Gösterilen Metin
►

Yukarıda bahsedilen kadınlara atfedilen roller, televizyon reklamlarında betimlenirken, kadınlar güzel, bakımlı, saçları yapılı, sağlıklı ve formda görülmektedir. Giysileri genellikle beyaz renkte ve şıktır. Bu kadınların yerleştirildiği mekânlar çoğunlukla mutfak, banyo ve alışveriş merkezidir. Kadınlar ev işi yapmaktan dolayı memnun ve huzurlu görünmektedirler.

Reklamlarda kadına ideal bir dünya çizilir ve çizilen bu kadın gün boyunca yapmış olduğu işleri çok düzgün yapmakta ve bunun sonucunda kendisini bedenen ve ruhen yorgun hissetmemektedir.

İdeal dünyada ev işleri bazen de Sinderalla öyküsü içerisinde sunulmaktadır. Sıradan bir yaşamın içindeki kadın, ev işi yaptığı için büyülü bir dünyaya geçmekle ödüllendirilir: Bu büyülü dünya ise evliliktir. Kadın gelin olarak “prensine” kavuşmaktadır.

Birçok reklamlarda kadınlar daha iyi temizlik daha iyi yemek yapma konusunda birbirlerini karşılaştırmakta ve “daha mükemmel olana” öykünmektedirler. Kadınlar böylece “daha iyiye” ulaşmak için bir anlamda psikolojik baskı altına alınmaktadır.

Kadınlara atfedilen bu özelliklerin yanında bazı reklamlarda erkeklerden tavsiye almaktadırlar. Sadece kadınların öne çıkarıldığı reklamlarda kadınlara neyi, nasıl, niçin yapmaları gerektiğini söyleyen, onlara öğüt veren otoriter bir erkek sesi belirmektedir. Kadının evine gelen erkek temizlik konusunda kadını bilgilendirmektedir.

◄

Yapılacak İşler
1 – Yukarıdaki reklamlarda kadın konulu metne göre şu soruları yanıtlayın:
(a) Reklamlardaki kadınların giysileri genellikle hangi renktedir?
(b) Bu kadınlar çoğunlukla hangi mekânlara yerleştirilir?
(c) Ev işi yapan kadının ödül olarak geçtiği büyülü dünya nedir?
2 – Aşağıdaki ifadeler yukarıdaki reklamlarda kadın konulu metinle örtüşüyor mu? Her biri için evet ya da hayır deyin ve metinden belirleyici sözleri aynen alıntılayın.
(a) Reklamlardaki kadın, gün boyu yaptığı işlerden sonra kendini bedenen yorgun hisseder.
(b) Kadının evine gelen erkek, temizlik konusunda kadını bilgilendirir.
(c) Kadınlar ev işi yaparken huzursuz görünür.
3 – Yukarıdaki reklamlarda kadın konulu metni, lütfen kaldığı yerden devam ettirin.

Çıkarılan Öğeler
►

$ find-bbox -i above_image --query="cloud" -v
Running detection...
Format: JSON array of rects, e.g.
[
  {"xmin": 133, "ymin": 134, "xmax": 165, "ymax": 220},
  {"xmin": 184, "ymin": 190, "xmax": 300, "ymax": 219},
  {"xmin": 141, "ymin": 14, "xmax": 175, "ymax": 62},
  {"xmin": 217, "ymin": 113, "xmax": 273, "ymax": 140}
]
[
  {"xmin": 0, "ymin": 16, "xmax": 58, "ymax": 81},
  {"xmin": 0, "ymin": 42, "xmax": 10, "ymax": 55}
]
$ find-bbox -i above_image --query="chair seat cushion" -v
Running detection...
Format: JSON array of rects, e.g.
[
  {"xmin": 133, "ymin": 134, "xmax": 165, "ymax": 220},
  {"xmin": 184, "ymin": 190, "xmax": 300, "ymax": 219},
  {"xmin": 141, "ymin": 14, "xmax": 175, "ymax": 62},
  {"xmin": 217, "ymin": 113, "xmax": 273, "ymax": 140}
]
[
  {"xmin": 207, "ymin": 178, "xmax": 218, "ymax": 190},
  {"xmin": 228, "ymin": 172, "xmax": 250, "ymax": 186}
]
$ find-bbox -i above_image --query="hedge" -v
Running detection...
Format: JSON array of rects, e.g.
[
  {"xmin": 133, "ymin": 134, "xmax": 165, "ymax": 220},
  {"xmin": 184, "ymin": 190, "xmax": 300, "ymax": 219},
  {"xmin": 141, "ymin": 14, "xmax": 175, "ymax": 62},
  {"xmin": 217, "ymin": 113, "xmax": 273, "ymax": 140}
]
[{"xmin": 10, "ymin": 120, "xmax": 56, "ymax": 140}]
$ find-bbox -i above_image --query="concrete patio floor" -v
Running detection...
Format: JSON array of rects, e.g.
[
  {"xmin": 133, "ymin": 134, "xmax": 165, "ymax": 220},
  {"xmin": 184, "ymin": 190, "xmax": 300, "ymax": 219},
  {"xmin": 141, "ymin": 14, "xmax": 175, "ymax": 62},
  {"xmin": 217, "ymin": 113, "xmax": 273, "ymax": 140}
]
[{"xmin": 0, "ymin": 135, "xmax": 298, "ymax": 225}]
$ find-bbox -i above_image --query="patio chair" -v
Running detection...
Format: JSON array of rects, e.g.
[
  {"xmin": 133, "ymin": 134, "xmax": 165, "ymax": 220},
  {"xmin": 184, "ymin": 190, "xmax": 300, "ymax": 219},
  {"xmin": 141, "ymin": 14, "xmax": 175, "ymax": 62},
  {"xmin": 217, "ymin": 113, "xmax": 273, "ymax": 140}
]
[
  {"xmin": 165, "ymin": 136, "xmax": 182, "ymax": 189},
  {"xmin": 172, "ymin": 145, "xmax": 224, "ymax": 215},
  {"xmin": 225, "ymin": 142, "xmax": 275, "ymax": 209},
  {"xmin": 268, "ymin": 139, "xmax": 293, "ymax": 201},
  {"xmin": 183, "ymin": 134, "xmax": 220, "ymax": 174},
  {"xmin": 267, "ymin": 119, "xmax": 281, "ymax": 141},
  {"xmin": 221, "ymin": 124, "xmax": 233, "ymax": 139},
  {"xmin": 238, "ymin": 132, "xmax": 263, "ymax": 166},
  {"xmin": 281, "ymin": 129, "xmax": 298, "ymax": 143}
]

◄

Yanıtlar
1 –
(a) Beyaz.
(b) Mutfak, banyo ve alışveriş merkezi.
(c) Evlilik.

2 –
(a) Hayır: "kendisini bedenen ve ruhen yorgun hissetmemektedir"
(b) Evet: "Kadının evine gelen erkek temizlik konusunda kadını bilgilendirmektedir."
(c) Hayır: "Kadınlar ev işi yapmaktan dolayı memnun ve huzurlu görünmektedirler."

3 –
Gıda ürünlerinin yer aldığı reklamlarda kadınlar genelde mutfakta yemek hazırlamakta ya da sofrayı kurup, servis yapmaktadır. Kadın bu işleri yaparken eşleri de televizyon seyreder, gazetesini okur ya da çocukları ile oyun oynarken gösterilmektedir. Reklamlarda erkek olan eş, kadının yaptığı yemeği beğenir ve eşini takdir etmektedir.

Genelde evde geçen bu sahneler kadının yaptığı yemek ailenin bir araya gelmesine neden olmaktadır. Kadının temel işlevi ailenin birlikteliğini ve mutluluğunu sağlamak olarak sunulmaktadır. Kadının anne ve eş olma dışındaki kimliği pek görünmemektedir.

“Anne” ve “eş” kimliklerinin yanından bazı reklamlarda kadını arzu nesnesi olarak gösterilmektedir. Kadın bedenini teşhir etmesi ve erkeğin bakışına sunulmaktan öteye giderek kadını erkeğin cinsel arzularını tatmin eden bir unsur olarak betimlenmektedir. Mine Gencel/Mutlu Binark, ''Medya ve Cinsiyetcilik Eğitim El Kitabı'', 2000 http://kasaum.ankara.edu.tr/gorsel/dosya/1095679063Mine.rtf,18.1.2006/

3.3.2. Eril Model

Eril modelin eş anlamlı kelimeleri erkeklik ile aynıdır. Eril/erkek, erkeksi, adam gibi, erkeğe yakışır, erkekçe, iktidarlı, erkek gibi/ erkek tarzında gibi sıfatlarla belirtilmektedir. Bütün bu sıfatlar erkeklerle ilgili, erkeklere özgü özellikleri yansıtmaktadır. Eril, yaşayan her canlıyı toplumsal cinsiyetine göre sınıflandırmaktadır. Örneğin, erkek nüfusu, erkek köpek yavrusu, eril bitki vb. Erkeksi ise bir erkeğe özgü olarak düşünülen şeye işaret etmektedir. Örneğin, erkeksi bir ses tonu vb. adam gibi bir erkeğin özelliklerini tanımlar (adam gibi cesaret) ya da bir insana benzemek anlamında gelmektedir ( adam gibi maymunlar) .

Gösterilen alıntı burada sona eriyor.